» **Short problem**
Rewrite every line of the records, requests included, starting at the line containing "Put a point on every instance of the asphalt" and ending at the line containing "<point>535,138</point>", and give only those lines. Multiply the point coordinates in the answers by 1.2 and round them to whole numbers, halves up, but leave the numbers in the requests and their format samples unchanged.

:: Records for processing

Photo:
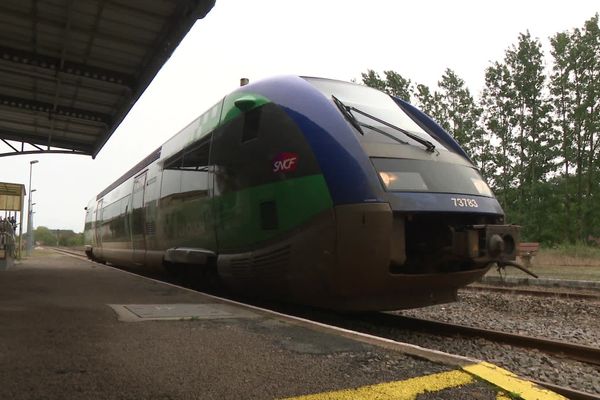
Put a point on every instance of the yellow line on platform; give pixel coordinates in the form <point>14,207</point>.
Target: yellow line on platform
<point>510,383</point>
<point>400,390</point>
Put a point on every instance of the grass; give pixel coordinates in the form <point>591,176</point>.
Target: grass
<point>571,262</point>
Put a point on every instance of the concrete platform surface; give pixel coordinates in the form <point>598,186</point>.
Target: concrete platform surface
<point>73,329</point>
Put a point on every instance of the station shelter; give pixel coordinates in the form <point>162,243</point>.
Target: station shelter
<point>11,206</point>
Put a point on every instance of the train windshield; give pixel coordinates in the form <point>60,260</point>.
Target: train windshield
<point>376,104</point>
<point>406,175</point>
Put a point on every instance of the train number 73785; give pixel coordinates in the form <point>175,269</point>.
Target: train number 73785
<point>464,202</point>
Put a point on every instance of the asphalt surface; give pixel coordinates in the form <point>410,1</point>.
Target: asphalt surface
<point>61,339</point>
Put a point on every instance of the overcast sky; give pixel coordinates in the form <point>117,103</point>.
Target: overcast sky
<point>256,39</point>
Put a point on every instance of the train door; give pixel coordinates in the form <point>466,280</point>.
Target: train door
<point>98,224</point>
<point>138,219</point>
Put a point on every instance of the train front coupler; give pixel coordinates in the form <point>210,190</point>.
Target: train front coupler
<point>501,245</point>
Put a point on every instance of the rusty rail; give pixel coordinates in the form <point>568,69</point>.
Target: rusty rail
<point>587,354</point>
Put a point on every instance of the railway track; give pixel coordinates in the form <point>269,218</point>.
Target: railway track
<point>532,292</point>
<point>582,353</point>
<point>586,354</point>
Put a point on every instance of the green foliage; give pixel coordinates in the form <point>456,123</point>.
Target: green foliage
<point>535,138</point>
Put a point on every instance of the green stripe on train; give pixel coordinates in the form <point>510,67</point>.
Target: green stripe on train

::::

» **Exercise solution**
Put a point on every instance of the asphalt surface; give pixel coordinates in the form <point>410,1</point>.
Target: asphalt surface
<point>73,407</point>
Put a point on every instance of the overcast sky; give pixel coordinates in the form <point>117,103</point>.
Target: overcast sky
<point>307,47</point>
Put a point on every instance of the train door; give pixel coordinates in the form <point>466,280</point>.
Target: train door
<point>118,269</point>
<point>166,263</point>
Put a point on every instance of the train front coupler; give pixel coordinates in the form <point>210,190</point>.
Target: train front coupler
<point>601,294</point>
Put a point on every instance of the rusty rail; give pixel coordinates in the form <point>568,69</point>.
Target: rusty rail
<point>704,425</point>
Put a point on every instance of the railway track; give pixel coordinates in the form <point>269,218</point>.
Target: railway track
<point>638,350</point>
<point>698,424</point>
<point>703,425</point>
Put a point on every instance of the green foliage; give pixel coordinates in the form <point>456,123</point>.
Target: green foliage
<point>642,166</point>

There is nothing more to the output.